==== Provided records

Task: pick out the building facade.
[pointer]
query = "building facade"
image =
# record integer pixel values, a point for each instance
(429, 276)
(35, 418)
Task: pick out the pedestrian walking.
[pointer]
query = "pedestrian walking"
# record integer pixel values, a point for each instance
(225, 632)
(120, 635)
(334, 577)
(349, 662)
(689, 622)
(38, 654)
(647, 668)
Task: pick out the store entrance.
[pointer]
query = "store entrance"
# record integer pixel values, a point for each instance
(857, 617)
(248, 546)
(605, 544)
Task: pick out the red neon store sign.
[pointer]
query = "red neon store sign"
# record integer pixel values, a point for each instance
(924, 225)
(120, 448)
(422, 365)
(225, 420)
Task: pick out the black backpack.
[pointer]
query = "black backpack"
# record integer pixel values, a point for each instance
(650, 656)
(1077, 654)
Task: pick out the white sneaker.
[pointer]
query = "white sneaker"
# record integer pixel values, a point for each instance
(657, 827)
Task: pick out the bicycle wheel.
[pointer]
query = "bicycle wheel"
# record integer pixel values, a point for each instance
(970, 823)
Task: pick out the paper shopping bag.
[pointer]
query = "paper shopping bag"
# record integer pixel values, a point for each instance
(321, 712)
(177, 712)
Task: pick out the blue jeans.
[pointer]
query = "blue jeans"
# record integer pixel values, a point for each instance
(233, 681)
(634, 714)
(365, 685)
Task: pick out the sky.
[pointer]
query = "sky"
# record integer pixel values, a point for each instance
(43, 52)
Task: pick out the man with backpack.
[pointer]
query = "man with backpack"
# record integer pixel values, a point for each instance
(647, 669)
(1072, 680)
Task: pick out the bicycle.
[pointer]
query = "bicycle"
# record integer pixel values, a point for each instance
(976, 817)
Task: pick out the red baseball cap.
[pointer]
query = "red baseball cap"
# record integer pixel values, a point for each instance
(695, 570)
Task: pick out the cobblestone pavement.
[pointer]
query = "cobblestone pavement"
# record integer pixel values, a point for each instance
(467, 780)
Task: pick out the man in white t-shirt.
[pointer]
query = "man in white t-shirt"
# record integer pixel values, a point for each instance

========

## [Brief]
Output the full listing again, exactly as it stands above.

## [Output of the task]
Task: pick out the building facade.
[pointer]
query = "building facade"
image =
# record integer pixel values, a point for each instance
(429, 276)
(35, 418)
Task: pick out the pedestrian walking.
[pointer]
query = "pedestrian walking"
# record integer pixel values, a point for each instance
(225, 632)
(120, 635)
(334, 577)
(349, 662)
(689, 622)
(38, 654)
(647, 668)
Task: pick out the store entrance.
[pointer]
query = "store entrance"
# record integer pixel values, a point for each instance
(857, 617)
(248, 546)
(605, 544)
Task: pick out the red neon store sign.
[pointer]
query = "red neon store sign"
# record integer pixel values, a point for each instance
(924, 225)
(120, 448)
(422, 365)
(225, 420)
Task: pick out the black backpack.
[pointer]
query = "black backpack"
# record integer pixel values, a point for each instance
(650, 656)
(1077, 654)
Task: pick out the white sneaker.
[pointer]
query = "white sneaker"
# record integer pixel values, a point for each instance
(657, 827)
Task: pick out the bicycle wheel.
[pointer]
query = "bicycle wheel"
# record integer pixel values, a point for each instance
(970, 823)
Task: pick out the paper shopping bag.
[pointer]
query = "paper shopping bag"
# record integer pixel values, a point for each instance
(321, 712)
(177, 712)
Task: pick out the blue jeans.
[pointer]
query = "blue jeans"
# record integer pixel values, a point for each instance
(233, 681)
(634, 714)
(365, 685)
Task: pick out the sky.
[pointer]
query = "sky"
# record integer pixel values, a point for each instance
(43, 52)
Task: pick out the man with backpack.
[pointer]
query = "man with backpack"
# record integer pixel values, a point for each instance
(647, 669)
(1072, 680)
Task: pick out the bicycle.
[pointer]
query = "bicycle"
# record integer pixel values, a point for each instance
(976, 817)
Task: pick out the red baseball cap.
[pointer]
query = "red baseball cap"
# record integer pixel values, a point for each instance
(695, 570)
Task: pick out the cobblestone pavement.
[pointer]
query = "cobblestone pavement"
# record integer pixel values, a point for each instance
(467, 780)
Task: pick out the man in white t-shirt.
[pointer]
query = "man in white t-shirt"
# record integer pixel values, a point for each instance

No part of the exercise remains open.